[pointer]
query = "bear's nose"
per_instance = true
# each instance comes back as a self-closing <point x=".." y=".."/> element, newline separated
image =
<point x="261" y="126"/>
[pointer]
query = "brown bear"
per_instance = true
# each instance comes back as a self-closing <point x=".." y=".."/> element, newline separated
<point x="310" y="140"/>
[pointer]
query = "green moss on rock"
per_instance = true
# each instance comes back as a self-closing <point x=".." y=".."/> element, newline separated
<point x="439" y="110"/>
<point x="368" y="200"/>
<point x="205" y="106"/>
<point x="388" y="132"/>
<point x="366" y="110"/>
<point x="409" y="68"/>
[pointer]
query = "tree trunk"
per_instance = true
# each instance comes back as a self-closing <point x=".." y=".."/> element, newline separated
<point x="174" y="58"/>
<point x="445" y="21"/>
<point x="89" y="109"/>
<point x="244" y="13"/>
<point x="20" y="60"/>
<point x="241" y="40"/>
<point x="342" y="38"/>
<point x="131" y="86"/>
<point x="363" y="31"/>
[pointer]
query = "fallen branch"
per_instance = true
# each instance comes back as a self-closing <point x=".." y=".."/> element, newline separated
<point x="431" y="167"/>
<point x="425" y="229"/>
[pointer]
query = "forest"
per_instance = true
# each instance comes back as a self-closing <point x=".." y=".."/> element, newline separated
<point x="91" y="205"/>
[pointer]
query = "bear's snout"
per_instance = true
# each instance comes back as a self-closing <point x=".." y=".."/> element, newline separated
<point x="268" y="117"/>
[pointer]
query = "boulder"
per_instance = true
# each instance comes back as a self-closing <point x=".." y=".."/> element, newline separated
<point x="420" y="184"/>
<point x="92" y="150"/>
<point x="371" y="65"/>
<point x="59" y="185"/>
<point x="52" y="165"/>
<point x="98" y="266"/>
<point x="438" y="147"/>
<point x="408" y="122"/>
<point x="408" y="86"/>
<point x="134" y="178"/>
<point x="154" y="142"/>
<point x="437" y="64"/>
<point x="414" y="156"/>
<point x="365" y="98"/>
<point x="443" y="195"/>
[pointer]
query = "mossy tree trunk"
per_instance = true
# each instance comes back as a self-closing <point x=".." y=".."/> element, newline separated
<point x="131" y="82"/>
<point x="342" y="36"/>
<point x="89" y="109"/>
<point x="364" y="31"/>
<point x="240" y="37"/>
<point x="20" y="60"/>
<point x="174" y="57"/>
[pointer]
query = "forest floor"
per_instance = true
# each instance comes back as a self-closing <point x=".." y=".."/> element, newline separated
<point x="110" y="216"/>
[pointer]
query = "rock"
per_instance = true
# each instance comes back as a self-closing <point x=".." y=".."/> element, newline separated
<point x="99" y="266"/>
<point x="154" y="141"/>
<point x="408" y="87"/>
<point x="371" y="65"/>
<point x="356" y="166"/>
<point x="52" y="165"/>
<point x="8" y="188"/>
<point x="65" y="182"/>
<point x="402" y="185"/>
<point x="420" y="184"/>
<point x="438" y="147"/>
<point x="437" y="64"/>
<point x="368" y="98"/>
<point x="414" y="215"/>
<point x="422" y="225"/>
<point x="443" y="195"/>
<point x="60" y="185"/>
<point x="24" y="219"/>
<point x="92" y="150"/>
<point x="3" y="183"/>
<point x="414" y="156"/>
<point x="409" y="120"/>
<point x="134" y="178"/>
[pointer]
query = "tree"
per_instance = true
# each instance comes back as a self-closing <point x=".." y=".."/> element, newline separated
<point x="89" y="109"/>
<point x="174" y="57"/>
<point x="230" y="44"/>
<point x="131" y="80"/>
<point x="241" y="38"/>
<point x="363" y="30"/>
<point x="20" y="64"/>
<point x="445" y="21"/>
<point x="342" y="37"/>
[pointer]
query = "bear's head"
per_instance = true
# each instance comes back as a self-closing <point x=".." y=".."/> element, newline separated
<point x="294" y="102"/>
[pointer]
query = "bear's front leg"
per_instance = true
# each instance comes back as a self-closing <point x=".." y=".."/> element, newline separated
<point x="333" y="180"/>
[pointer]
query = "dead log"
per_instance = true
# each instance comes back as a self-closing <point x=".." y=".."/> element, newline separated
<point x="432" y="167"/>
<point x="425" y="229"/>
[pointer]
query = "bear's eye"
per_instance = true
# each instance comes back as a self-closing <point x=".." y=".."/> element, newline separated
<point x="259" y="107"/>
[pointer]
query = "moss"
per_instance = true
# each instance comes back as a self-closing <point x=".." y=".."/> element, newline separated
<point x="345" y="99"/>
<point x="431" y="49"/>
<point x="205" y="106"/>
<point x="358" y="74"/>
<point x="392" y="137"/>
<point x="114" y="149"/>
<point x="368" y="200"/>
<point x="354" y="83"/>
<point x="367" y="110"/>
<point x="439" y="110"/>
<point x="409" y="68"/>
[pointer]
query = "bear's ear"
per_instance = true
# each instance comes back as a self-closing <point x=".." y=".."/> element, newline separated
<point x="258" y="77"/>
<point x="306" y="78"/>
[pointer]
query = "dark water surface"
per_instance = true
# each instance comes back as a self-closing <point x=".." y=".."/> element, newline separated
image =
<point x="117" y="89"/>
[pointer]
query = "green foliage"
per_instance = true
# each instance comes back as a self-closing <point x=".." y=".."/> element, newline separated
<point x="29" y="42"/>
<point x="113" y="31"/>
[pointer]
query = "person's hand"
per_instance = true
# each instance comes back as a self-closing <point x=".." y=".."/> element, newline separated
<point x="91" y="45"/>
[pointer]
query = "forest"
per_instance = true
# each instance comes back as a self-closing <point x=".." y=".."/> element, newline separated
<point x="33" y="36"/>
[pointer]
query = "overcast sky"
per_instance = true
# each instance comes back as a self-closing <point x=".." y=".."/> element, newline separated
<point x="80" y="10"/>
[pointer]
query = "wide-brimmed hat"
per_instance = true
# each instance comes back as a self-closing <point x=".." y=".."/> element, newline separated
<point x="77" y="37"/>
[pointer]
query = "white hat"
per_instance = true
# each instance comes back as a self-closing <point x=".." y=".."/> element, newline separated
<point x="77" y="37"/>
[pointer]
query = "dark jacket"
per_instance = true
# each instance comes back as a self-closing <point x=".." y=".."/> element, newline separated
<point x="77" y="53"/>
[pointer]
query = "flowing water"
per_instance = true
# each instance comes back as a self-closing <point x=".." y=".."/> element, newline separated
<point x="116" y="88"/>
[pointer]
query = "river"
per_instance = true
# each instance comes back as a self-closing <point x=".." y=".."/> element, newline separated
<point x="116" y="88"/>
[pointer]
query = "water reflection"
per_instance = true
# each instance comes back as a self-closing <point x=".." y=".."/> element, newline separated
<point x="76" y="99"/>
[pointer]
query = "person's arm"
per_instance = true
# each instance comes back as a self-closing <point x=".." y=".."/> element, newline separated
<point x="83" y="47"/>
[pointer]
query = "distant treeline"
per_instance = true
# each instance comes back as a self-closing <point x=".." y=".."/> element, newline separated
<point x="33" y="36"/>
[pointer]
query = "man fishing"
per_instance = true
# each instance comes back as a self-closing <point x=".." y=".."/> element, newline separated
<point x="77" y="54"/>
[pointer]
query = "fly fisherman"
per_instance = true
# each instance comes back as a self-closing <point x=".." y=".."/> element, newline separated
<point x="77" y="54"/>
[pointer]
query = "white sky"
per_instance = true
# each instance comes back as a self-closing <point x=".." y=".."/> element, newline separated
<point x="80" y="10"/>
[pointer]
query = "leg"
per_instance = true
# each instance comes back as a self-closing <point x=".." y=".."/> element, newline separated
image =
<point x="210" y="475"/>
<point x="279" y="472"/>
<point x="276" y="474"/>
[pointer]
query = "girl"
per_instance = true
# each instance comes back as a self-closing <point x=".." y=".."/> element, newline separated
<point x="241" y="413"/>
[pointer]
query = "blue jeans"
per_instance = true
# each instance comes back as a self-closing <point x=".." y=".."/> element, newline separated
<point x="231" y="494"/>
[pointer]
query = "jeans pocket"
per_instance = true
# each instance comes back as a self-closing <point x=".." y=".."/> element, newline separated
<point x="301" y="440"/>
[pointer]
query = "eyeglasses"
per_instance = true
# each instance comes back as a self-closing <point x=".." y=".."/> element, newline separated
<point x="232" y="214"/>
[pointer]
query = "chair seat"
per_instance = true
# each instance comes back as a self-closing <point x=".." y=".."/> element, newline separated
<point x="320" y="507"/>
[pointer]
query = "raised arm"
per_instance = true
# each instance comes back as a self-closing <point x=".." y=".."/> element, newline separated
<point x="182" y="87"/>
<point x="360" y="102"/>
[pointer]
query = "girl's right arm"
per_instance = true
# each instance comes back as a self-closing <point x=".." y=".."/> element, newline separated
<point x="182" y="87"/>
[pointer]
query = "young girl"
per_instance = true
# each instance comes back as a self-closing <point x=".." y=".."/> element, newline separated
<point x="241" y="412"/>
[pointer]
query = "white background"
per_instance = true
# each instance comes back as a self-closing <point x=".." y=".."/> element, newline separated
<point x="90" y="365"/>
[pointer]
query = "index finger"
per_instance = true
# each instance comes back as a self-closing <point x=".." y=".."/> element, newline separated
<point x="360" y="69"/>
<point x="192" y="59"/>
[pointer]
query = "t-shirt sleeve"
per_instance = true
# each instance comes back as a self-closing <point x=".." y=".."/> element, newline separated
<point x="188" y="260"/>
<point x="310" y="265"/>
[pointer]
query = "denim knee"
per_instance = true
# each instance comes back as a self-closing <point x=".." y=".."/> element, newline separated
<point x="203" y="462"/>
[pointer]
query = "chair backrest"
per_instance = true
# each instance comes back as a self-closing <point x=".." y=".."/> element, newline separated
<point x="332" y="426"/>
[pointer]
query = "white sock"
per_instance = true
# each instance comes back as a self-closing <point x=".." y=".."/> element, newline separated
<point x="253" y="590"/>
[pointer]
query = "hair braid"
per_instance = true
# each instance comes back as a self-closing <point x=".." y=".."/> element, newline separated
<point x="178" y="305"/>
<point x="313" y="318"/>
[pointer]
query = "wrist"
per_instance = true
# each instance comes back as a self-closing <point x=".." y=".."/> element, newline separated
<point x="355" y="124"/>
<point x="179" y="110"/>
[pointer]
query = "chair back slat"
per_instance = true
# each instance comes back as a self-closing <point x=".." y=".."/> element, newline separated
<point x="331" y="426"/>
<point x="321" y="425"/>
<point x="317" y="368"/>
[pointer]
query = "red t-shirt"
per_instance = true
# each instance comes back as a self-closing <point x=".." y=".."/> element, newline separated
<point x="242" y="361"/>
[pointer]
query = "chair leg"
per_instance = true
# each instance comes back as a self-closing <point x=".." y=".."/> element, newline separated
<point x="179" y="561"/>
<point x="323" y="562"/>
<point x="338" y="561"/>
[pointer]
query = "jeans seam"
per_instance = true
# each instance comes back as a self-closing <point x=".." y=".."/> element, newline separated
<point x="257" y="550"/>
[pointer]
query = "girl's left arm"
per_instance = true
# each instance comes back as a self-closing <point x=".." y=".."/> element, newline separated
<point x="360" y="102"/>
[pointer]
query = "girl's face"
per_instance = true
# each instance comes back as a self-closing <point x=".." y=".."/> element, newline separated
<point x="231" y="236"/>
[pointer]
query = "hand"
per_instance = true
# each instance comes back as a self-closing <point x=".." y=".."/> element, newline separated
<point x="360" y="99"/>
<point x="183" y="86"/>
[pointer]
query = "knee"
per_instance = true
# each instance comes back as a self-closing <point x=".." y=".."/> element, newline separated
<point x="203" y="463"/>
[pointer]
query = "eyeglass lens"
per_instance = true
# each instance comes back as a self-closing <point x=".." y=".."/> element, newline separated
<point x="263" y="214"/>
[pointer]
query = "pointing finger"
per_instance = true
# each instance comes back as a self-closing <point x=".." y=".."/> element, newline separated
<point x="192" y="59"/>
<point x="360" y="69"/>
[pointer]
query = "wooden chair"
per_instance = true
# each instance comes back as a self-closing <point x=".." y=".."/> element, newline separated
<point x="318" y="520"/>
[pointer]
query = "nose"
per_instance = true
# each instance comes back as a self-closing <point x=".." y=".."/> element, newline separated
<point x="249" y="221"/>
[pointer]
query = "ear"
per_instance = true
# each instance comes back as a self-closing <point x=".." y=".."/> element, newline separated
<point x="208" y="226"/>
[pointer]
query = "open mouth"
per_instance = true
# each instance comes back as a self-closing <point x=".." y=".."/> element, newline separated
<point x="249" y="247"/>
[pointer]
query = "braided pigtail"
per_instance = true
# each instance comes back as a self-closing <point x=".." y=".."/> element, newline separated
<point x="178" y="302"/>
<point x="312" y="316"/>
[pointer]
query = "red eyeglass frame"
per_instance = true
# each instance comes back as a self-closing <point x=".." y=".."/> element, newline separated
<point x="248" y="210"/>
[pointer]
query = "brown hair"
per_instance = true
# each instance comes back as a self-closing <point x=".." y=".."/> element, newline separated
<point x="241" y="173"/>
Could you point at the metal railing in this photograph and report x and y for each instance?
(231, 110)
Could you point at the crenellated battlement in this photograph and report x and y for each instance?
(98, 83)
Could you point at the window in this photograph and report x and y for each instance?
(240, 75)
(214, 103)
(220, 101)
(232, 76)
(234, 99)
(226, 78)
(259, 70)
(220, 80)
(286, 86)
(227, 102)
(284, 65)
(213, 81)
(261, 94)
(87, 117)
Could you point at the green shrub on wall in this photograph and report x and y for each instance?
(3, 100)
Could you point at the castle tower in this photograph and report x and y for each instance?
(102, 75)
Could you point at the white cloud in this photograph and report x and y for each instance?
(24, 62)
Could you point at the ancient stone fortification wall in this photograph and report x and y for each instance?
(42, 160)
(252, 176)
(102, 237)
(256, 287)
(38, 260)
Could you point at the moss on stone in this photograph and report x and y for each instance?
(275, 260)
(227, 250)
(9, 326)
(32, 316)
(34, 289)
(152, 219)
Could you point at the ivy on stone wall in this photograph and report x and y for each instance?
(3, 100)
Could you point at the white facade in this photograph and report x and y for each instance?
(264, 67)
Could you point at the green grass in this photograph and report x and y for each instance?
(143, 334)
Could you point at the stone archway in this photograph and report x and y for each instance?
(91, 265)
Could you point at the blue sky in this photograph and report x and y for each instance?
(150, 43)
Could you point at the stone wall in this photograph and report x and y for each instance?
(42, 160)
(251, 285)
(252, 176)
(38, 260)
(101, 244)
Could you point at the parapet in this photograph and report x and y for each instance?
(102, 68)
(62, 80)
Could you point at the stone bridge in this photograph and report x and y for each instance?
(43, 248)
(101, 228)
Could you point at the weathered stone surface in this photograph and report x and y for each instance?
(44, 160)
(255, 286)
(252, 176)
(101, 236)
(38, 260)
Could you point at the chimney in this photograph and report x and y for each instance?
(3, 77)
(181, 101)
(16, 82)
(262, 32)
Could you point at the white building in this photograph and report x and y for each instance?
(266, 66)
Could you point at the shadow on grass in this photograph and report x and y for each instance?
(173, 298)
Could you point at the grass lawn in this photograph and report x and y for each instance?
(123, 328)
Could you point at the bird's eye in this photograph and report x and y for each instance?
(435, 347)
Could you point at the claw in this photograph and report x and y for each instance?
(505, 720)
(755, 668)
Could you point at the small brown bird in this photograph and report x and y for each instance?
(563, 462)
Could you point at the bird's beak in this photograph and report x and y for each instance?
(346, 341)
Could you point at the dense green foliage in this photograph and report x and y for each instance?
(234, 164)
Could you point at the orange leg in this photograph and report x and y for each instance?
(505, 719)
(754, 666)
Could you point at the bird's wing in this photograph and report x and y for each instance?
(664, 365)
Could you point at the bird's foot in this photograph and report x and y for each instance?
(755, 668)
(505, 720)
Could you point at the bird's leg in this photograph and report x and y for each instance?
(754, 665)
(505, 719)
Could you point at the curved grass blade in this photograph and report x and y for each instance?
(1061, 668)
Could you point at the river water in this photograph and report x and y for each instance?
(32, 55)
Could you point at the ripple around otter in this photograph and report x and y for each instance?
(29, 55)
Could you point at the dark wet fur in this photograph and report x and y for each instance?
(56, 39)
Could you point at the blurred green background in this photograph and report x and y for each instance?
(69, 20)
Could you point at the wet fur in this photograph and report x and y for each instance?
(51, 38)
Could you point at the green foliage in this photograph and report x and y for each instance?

■ ■ ■ ■ ■

> _Exercise_
Review the material and copy each line in which the word "chair" appears.

> _Solution to the exercise_
query = "chair seat"
query = "chair backrest"
query = "chair back slat"
query = "chair leg"
query = "wooden chair"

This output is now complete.